Data excerpts
:::::

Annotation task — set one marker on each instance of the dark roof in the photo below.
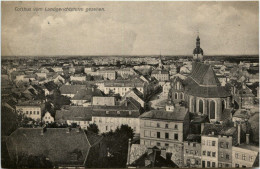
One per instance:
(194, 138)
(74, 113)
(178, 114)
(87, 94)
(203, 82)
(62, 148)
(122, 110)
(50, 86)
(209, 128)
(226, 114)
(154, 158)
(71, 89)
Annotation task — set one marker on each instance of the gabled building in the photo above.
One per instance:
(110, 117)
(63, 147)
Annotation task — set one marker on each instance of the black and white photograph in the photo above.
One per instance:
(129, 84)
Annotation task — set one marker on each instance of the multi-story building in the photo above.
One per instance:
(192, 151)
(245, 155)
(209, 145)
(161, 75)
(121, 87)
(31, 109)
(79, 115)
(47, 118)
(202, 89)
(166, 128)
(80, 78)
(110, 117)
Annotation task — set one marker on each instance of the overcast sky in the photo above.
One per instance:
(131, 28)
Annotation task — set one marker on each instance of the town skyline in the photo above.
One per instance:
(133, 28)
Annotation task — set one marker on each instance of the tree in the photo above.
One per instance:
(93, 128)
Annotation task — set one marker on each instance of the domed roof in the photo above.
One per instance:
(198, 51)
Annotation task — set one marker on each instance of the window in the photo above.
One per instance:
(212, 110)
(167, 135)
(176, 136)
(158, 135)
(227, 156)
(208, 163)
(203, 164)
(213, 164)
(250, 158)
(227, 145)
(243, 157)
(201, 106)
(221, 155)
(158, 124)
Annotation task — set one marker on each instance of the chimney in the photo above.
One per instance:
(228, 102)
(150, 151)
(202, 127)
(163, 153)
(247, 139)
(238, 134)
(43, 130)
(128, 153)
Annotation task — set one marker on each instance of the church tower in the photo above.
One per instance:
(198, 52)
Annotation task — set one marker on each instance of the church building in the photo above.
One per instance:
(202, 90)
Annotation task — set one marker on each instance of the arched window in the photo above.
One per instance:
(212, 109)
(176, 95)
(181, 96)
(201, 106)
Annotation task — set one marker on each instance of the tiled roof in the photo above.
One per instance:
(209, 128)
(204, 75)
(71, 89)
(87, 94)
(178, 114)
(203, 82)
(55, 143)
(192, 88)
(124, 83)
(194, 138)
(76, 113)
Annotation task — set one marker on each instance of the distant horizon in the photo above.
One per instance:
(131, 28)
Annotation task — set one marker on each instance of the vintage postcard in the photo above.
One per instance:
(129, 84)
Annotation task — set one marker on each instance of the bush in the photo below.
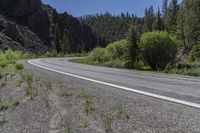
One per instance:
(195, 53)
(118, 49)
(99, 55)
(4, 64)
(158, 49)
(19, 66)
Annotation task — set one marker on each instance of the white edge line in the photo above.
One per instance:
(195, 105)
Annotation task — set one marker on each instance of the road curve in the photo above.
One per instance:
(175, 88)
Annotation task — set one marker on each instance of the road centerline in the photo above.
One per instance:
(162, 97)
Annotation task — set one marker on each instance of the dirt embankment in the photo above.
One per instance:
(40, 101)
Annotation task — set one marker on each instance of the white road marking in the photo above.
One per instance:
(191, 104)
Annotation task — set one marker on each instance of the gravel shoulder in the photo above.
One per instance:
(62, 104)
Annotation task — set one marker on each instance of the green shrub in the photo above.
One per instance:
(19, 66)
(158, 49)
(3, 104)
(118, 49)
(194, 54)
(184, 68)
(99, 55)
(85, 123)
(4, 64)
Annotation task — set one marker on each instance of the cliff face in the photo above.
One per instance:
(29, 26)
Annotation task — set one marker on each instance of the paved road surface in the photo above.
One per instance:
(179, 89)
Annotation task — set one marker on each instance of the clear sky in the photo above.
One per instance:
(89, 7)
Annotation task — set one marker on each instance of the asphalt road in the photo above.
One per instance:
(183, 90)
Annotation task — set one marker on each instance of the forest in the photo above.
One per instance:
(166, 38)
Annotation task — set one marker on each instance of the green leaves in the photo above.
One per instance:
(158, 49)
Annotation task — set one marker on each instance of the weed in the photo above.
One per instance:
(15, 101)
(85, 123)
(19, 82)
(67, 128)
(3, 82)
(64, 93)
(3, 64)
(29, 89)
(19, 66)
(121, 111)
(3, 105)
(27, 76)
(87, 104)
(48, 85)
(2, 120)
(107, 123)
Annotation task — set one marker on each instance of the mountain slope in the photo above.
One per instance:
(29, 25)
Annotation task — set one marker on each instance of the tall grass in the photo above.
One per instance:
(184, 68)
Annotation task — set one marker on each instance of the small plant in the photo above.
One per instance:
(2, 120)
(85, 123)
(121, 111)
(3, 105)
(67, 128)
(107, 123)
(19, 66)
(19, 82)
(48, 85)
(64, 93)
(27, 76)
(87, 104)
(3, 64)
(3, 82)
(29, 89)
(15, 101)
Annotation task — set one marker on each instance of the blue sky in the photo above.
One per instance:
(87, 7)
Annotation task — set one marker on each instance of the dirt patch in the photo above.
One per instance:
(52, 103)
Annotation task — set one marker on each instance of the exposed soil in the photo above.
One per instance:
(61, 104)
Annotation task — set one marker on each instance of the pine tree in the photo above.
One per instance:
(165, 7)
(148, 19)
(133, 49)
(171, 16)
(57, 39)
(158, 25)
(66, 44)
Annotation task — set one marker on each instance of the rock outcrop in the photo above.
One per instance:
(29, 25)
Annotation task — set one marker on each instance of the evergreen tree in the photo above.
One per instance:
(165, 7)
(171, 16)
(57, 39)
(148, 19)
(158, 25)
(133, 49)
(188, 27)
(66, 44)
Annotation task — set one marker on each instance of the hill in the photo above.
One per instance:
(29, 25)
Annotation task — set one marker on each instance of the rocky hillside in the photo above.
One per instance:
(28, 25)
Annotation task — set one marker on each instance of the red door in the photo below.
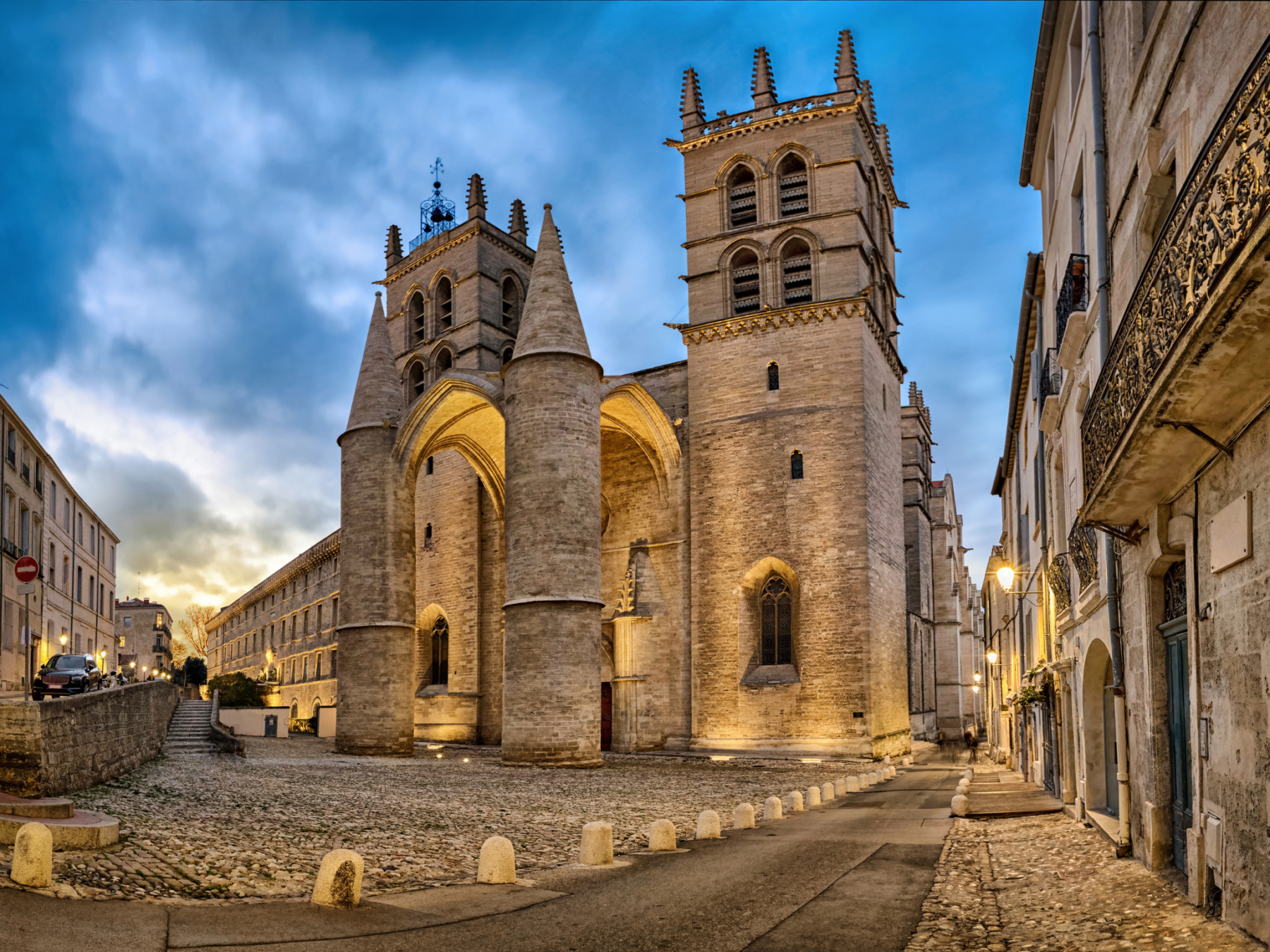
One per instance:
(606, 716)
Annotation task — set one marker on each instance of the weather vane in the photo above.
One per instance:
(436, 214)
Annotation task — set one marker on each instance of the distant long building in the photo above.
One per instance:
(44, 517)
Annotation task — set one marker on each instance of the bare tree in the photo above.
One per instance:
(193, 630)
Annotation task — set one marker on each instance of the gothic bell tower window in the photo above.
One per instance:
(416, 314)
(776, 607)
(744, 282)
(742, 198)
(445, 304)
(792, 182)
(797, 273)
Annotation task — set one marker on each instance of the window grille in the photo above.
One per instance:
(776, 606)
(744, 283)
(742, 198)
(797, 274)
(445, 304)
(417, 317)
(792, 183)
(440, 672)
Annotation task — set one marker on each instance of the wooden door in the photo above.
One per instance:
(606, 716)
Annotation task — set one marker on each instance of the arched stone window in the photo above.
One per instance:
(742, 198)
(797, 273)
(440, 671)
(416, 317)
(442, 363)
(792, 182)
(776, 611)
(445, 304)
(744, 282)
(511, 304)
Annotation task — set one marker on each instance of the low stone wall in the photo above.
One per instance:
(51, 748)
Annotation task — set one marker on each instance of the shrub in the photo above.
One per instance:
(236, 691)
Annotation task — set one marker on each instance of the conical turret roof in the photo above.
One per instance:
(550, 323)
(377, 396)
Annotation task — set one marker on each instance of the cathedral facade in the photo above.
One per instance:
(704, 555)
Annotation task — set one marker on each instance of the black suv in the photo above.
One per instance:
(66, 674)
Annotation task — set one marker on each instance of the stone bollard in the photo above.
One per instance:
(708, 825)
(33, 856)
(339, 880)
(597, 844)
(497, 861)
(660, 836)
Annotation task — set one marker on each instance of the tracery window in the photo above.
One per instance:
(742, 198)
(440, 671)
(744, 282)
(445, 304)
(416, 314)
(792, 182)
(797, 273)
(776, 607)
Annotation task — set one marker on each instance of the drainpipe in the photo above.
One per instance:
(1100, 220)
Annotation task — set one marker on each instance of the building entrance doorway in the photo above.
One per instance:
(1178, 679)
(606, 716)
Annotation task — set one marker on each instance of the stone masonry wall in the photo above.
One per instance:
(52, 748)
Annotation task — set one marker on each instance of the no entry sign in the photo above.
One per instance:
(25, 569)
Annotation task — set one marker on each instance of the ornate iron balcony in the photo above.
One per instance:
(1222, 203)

:::::

Required action:
Show the lines of the records that contain the word "arched".

Exercise result:
Annotation task — set one marker on each instance of the arched window in the photo above.
Annotation task — set one marker on each instance of the arched stone window in the photo above.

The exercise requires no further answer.